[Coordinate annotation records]
========

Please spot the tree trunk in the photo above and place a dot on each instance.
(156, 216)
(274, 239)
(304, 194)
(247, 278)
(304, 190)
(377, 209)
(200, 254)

========

- **What needs to be done**: Rewrite the records with "tree trunk" replaced by "lamp post", leaving everything else as it is.

- **Problem solution**:
Please spot the lamp post in the photo above and place a dot on each instance.
(156, 216)
(274, 239)
(304, 194)
(247, 278)
(304, 190)
(377, 209)
(200, 254)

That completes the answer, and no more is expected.